* [Requests]:
a) In the essay on realism and inter-state behavior, which three concepts did Eckstein (2006) identify as the foundation of the Realist approach?
b) Continue the essay on defensive and offensive Realism from the point where the text ends.

The Role of Defensive and Offensive Realism in Understanding Inter State Behavior


This essay will discuss the concept of defensive or offensive Realism and explore their contribution towards describing inter-state behaviour.

Realists opined that an interstate political environment comprises several sovereign entities not answerable to any international law. This essay will explore the defensive and offensive approach of Realism in explaining how states behave, act and react towards other states.

This essay will discuss the concept of realism, defensive and offensive Realism in respect to inter-state behavior. While doing so, it will examine whether defensive and offensive Realism are able to give complete and compelling account of states’ behaviour in their political inter-relations.


Realism in respect to inter-state behaviour

Realism is a term indicating a group of theoretical models of the interstate behaviour, which is central to the theory of contemporary international systems. Bevir (2010) states that Realism is based and founded on several pessimistic assertions regarding interstate life. In an interstate environment there are multiple sovereign entities, which do not give recognition to international law (Bevir, 2010). Eckstein (2006), while discussing the basic elements involved in Realist approach to inter-state behaviour, highlighted three concepts on which the approach is founded. First is the prevalence of anarchy, as stated earlier, where there is no international law. This leads to the second concept that is of a self-help regime imposed on states and the impact that it has on group of state actions, for example conducts that maximize power. The third concept is the importance that stability or instability with regard to balance of power (Eckstein, 2006). The founding concepts of Realism mentioned here signify an internal structure of a sovereign state, which asserts and exerts power in order to find a balance of power, both within and without the state.

* [Information supplied]:
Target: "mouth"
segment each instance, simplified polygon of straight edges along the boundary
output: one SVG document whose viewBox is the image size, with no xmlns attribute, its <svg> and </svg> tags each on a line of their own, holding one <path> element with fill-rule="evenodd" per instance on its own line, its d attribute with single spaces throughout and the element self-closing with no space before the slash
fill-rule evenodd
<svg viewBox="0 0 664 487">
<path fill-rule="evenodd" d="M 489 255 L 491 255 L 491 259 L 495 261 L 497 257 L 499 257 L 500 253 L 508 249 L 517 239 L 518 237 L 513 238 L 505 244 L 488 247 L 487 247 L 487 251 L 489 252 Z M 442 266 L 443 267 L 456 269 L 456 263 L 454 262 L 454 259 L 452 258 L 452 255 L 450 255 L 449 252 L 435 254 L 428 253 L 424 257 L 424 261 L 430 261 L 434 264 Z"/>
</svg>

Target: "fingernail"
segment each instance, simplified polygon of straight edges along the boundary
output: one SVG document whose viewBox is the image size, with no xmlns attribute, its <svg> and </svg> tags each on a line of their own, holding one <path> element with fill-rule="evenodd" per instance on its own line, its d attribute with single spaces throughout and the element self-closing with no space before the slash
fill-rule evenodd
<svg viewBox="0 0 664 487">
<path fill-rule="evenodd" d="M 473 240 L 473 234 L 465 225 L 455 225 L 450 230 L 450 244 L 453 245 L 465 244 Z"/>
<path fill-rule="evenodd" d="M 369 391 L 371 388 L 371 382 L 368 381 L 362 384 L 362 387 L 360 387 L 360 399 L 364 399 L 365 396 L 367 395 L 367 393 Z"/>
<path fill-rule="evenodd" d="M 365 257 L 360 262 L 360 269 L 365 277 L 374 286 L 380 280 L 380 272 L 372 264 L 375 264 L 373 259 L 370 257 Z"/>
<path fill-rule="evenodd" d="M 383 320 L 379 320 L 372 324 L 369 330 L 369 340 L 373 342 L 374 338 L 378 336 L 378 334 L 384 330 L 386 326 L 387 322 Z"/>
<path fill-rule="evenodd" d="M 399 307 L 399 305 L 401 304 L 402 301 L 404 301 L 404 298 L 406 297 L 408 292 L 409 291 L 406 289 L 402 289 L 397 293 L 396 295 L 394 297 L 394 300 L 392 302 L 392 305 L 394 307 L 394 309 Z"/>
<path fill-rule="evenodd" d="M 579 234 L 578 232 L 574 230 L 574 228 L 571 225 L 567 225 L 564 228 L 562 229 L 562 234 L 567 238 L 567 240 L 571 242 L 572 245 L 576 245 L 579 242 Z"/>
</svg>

* [Exercise results]:
a) The prevalence of anarchy with no international law, a self-help regime imposed on states, and the importance of stability or instability in the balance of power.

b)
The balance of power may involve a defensive and an offensive approach towards dealing with other state power. Realism highlights the insecure element inherent in every state and so states seek security (Tang, 2010). In a manner this element on insecurity and the resultant aim to seek security drive the approach of every state towards other states. According to defensive realism, a state must not rashly assume the worst over intentions of other states (Tang, 2010). Kenneth Waltz, the founder of defensive realism, opined that it would be unwise for any state to gain total power. They should power with other states otherwise the system would punish them. According to defensive realists, like him, power is a means to an end (Mearsheimer, 2010). Therefore, according to defensive realists, in a system with no higher authority and no guarantee that a state would not attack another, every state seek the maximum power to be sufficiently powerfully to defend itself at all times (Mearsheimer, 2013).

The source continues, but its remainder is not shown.